## Directive
Please extract every line in the items below that contains the string "eyeglasses", copying each such line unchanged.

## Material provided
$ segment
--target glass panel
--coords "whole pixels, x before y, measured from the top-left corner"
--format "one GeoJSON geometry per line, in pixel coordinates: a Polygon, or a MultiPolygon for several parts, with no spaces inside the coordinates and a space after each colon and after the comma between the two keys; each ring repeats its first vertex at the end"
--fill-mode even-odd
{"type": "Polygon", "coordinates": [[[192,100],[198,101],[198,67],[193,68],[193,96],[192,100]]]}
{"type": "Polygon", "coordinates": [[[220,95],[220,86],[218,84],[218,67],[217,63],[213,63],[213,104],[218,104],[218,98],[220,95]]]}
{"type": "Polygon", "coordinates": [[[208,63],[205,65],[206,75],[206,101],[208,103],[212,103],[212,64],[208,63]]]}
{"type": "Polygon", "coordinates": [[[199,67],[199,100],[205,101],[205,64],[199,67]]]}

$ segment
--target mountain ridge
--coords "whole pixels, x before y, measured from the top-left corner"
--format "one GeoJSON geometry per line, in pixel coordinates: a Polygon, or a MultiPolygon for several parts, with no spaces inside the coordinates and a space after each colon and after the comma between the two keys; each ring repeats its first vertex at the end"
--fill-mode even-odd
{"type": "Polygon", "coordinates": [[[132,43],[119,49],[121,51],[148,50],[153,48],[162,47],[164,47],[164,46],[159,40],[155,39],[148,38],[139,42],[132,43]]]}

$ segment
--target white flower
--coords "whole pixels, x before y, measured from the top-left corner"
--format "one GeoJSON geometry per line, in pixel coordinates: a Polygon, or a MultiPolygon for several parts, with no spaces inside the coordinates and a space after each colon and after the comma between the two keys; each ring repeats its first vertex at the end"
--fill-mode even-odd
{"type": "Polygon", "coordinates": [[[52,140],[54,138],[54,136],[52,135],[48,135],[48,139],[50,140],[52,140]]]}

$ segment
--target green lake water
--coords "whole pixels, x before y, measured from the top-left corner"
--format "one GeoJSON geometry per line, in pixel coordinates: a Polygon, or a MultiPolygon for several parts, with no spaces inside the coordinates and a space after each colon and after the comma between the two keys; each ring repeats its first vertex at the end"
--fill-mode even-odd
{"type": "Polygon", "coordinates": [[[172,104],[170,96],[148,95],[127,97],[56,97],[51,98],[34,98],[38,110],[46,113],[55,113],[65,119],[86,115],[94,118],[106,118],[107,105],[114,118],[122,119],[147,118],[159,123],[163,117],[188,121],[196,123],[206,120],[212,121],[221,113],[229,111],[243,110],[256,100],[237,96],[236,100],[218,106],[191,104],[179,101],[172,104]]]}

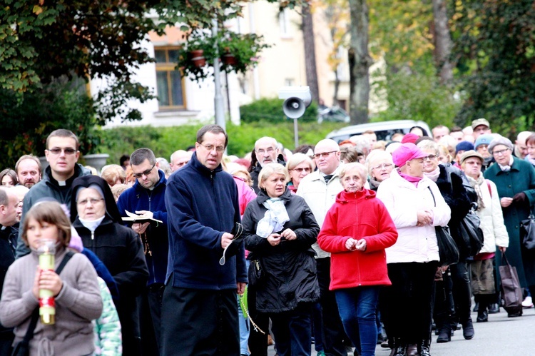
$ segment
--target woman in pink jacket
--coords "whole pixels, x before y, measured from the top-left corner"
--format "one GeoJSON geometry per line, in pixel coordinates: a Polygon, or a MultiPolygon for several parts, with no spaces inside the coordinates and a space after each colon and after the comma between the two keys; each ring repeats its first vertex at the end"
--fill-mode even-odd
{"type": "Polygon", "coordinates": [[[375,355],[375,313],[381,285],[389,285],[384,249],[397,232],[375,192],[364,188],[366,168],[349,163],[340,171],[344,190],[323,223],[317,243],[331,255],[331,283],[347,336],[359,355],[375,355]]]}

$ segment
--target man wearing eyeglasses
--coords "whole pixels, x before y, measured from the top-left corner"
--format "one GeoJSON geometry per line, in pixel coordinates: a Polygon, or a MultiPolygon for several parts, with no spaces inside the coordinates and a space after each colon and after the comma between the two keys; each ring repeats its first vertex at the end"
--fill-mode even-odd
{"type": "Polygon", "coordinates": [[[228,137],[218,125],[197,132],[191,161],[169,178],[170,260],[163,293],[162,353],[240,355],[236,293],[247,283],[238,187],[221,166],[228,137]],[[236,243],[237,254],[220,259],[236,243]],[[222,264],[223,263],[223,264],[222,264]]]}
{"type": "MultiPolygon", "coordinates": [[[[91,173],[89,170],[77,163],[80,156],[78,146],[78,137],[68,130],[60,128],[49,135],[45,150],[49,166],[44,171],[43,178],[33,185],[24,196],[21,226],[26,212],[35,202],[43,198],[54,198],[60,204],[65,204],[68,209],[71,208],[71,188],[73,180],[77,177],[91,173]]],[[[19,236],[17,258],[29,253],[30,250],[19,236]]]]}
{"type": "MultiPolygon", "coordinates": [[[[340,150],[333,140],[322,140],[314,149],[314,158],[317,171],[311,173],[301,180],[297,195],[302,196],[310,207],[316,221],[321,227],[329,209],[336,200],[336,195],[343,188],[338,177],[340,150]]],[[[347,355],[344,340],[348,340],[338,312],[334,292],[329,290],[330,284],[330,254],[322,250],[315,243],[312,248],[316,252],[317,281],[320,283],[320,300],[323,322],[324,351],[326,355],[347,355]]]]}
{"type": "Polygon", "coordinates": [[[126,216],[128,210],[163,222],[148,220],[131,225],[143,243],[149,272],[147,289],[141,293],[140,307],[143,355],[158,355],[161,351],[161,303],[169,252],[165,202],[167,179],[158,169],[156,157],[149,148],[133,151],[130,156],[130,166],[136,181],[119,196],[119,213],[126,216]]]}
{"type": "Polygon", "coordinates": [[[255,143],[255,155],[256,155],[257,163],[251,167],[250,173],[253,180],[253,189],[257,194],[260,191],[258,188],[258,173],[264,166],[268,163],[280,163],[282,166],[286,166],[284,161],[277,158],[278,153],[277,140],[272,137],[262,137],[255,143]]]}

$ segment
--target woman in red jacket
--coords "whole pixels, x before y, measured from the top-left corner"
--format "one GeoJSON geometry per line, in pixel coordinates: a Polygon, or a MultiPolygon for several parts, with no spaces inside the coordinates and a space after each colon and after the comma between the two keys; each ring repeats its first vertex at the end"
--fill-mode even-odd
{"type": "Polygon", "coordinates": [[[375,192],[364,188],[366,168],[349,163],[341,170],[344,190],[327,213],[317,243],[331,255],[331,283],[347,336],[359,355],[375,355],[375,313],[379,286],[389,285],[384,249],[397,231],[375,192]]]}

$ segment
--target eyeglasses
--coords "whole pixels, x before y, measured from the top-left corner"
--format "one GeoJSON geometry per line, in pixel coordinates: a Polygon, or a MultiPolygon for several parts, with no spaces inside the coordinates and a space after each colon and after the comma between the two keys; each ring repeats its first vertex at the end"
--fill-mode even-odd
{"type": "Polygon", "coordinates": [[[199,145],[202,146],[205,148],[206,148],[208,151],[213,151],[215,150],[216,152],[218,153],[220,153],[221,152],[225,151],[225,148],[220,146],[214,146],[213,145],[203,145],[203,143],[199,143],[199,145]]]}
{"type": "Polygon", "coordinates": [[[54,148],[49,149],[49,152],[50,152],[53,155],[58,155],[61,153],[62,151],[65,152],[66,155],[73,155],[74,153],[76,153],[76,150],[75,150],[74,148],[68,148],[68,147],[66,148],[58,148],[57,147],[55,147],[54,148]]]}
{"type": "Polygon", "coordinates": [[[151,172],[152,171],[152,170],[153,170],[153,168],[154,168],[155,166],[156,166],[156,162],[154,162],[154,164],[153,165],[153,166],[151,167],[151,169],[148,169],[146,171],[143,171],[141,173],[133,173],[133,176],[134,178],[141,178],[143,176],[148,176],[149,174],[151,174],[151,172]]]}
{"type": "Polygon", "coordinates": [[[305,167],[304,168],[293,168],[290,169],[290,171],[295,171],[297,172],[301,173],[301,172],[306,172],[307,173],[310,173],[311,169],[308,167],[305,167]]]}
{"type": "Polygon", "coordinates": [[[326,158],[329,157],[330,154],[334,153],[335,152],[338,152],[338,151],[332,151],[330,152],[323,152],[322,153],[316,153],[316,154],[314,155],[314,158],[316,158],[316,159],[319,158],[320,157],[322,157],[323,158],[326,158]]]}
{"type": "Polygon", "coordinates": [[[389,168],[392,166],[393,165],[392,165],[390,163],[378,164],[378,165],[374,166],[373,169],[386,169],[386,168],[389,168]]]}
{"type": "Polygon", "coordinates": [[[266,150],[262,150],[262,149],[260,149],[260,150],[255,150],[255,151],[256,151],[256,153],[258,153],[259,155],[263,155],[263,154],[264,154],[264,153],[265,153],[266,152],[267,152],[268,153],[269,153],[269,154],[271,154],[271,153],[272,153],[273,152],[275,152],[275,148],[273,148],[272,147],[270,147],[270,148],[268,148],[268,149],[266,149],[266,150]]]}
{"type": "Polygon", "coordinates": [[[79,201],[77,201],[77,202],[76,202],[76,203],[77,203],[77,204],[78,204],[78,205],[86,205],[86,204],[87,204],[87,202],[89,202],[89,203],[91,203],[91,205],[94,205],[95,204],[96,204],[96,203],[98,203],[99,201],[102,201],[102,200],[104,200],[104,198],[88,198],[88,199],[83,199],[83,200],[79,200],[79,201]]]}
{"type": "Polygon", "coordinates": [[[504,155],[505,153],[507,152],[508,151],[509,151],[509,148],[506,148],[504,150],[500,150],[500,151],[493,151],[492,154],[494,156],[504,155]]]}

==

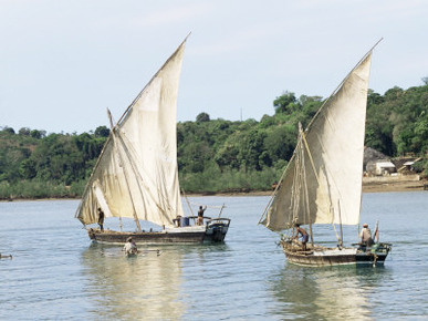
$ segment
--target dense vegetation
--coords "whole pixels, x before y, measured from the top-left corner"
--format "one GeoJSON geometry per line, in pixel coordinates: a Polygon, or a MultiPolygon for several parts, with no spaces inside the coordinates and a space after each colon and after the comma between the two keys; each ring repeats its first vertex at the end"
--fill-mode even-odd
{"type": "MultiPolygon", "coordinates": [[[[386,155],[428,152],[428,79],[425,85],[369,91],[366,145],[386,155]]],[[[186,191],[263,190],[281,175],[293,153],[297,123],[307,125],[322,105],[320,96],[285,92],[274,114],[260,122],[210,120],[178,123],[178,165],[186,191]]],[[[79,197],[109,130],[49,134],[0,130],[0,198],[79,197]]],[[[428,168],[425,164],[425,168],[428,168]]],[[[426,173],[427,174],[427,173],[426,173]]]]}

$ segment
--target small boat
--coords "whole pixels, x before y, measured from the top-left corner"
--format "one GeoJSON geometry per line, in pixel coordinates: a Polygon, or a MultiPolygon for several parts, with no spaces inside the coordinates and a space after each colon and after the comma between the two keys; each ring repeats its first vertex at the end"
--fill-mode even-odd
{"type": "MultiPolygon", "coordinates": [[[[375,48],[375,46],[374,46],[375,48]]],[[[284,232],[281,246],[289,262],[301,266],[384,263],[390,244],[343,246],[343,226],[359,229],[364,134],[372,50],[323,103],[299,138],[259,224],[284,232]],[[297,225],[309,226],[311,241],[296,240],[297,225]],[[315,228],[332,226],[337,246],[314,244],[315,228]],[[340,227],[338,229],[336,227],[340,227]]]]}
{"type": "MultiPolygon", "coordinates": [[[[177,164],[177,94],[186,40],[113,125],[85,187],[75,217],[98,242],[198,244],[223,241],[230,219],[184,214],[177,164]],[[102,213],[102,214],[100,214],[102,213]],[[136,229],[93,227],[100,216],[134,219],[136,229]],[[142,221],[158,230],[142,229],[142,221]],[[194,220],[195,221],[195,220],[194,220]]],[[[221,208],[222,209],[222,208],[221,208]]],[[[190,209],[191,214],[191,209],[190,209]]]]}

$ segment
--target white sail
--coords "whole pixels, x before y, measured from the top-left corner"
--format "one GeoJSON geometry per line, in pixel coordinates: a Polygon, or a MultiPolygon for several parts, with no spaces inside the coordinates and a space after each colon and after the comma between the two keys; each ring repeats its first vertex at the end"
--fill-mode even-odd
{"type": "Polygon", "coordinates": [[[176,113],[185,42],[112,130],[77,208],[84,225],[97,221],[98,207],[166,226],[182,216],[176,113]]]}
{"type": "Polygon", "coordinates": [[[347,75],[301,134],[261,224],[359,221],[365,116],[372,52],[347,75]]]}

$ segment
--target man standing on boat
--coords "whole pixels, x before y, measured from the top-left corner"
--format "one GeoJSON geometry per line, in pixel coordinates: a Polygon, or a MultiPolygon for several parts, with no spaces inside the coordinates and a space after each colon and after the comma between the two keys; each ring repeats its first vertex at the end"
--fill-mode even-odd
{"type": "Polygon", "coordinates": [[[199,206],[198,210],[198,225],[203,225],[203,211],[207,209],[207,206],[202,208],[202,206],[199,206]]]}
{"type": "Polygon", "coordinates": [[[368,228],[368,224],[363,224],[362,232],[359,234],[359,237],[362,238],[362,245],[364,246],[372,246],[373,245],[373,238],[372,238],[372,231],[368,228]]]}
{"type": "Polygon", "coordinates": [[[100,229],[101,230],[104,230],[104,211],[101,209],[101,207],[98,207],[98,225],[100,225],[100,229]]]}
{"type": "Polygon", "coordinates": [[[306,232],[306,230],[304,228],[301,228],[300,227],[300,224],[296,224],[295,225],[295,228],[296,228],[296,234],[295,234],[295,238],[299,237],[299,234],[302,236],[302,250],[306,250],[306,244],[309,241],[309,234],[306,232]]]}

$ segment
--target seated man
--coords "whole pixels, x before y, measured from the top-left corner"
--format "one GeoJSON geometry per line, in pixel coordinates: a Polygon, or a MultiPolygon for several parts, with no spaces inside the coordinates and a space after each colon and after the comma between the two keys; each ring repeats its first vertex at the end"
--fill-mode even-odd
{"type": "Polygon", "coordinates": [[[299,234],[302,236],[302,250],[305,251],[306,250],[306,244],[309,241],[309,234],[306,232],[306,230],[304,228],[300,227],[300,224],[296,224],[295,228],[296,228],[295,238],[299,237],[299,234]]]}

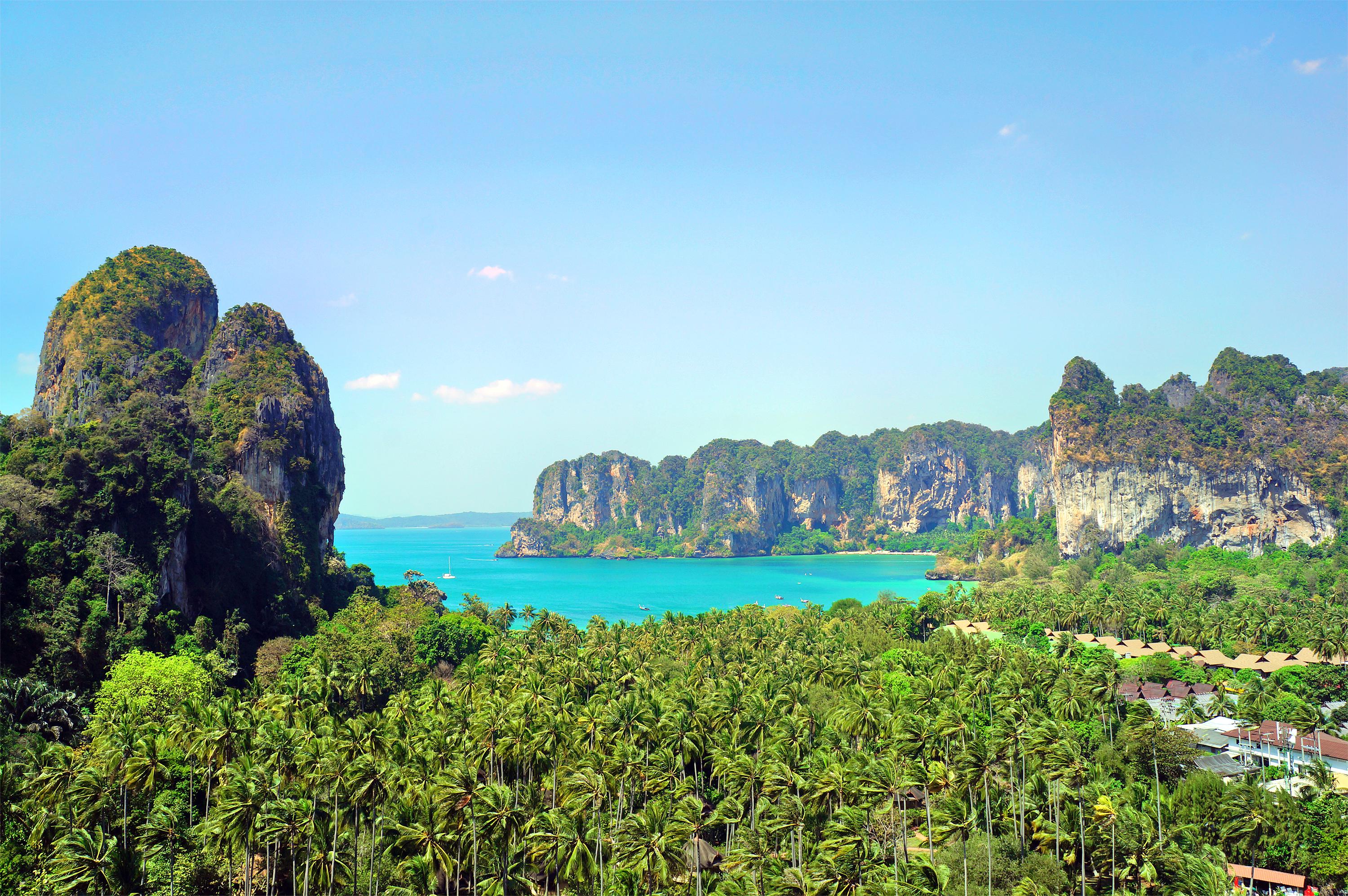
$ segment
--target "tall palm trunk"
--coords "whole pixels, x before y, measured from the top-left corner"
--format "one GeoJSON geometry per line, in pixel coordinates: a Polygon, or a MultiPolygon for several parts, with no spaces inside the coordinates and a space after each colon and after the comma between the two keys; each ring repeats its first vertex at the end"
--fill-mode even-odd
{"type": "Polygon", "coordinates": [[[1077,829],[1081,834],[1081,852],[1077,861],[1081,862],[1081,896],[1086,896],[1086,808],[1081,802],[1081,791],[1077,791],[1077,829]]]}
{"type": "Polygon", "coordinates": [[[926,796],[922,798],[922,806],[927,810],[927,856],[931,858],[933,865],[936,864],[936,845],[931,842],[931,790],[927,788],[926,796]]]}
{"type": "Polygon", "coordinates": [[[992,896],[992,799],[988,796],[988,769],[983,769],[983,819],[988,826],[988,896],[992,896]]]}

## Final answer
--target man wearing eyeglasses
--target eyeglasses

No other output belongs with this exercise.